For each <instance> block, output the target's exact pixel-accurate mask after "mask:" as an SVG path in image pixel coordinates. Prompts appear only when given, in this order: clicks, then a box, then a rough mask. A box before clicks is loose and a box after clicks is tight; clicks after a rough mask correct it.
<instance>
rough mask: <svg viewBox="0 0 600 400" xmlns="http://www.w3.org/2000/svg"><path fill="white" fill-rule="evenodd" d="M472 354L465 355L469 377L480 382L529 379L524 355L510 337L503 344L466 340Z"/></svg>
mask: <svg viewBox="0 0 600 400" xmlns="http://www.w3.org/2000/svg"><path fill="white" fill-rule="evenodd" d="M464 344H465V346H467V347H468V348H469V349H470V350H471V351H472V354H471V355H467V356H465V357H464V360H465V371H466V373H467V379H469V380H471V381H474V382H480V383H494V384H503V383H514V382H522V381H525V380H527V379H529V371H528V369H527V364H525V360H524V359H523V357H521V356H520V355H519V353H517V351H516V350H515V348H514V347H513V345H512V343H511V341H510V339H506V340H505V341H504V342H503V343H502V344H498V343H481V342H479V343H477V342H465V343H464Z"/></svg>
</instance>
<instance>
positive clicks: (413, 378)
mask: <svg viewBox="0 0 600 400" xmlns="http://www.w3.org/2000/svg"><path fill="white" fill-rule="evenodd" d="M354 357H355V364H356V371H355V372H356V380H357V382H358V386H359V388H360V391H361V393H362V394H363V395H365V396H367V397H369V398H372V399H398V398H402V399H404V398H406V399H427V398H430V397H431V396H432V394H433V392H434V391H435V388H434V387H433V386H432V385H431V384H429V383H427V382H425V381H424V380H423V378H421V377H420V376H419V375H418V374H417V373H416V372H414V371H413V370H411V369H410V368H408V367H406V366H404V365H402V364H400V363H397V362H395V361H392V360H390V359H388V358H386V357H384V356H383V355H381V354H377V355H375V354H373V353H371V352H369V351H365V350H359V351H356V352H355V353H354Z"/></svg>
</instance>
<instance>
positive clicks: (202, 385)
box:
******
§ **Task brief**: The records above need to be written out again. Keep them exact.

§ **Completed task**:
For each <instance> block, output the target's exact pixel-accurate mask after "mask:" as an SVG path in image pixel coordinates. Prompts appear only when given, in this order: clicks, then a box, then a rough mask. A box before clicks is loose and a box after clicks is tight; clicks after a rough mask correct it.
<instance>
rough mask: <svg viewBox="0 0 600 400" xmlns="http://www.w3.org/2000/svg"><path fill="white" fill-rule="evenodd" d="M472 354L465 355L469 377L480 382L529 379L524 355L510 337L503 344L466 340Z"/></svg>
mask: <svg viewBox="0 0 600 400" xmlns="http://www.w3.org/2000/svg"><path fill="white" fill-rule="evenodd" d="M464 344H465V346H467V347H468V348H469V349H470V350H471V351H472V354H471V355H467V356H465V357H464V360H465V371H466V373H467V379H469V380H471V381H474V382H480V383H494V384H503V383H514V382H522V381H525V380H527V379H529V371H528V369H527V364H525V360H524V359H523V357H521V356H520V355H519V353H517V351H516V350H515V348H514V347H513V345H512V343H511V341H510V339H506V340H505V341H504V342H503V343H502V344H498V343H481V342H479V343H477V342H465V343H464Z"/></svg>
</instance>
<instance>
positive clicks: (413, 378)
mask: <svg viewBox="0 0 600 400" xmlns="http://www.w3.org/2000/svg"><path fill="white" fill-rule="evenodd" d="M354 357H355V364H356V371H355V372H356V380H357V382H358V386H359V388H360V391H361V393H362V394H363V395H365V396H367V397H369V398H372V399H398V398H402V399H404V398H406V399H427V398H430V397H431V396H432V394H433V392H434V391H435V388H434V387H433V386H432V385H431V384H429V383H427V382H425V381H424V380H423V378H421V377H420V376H419V375H418V374H417V373H416V372H414V371H413V370H411V369H410V368H408V367H406V366H404V365H402V364H400V363H397V362H395V361H392V360H390V359H388V358H386V357H384V356H383V355H381V354H377V355H375V354H373V353H371V352H369V351H365V350H359V351H356V352H355V353H354Z"/></svg>
</instance>
<instance>
positive clicks: (202, 385)
box:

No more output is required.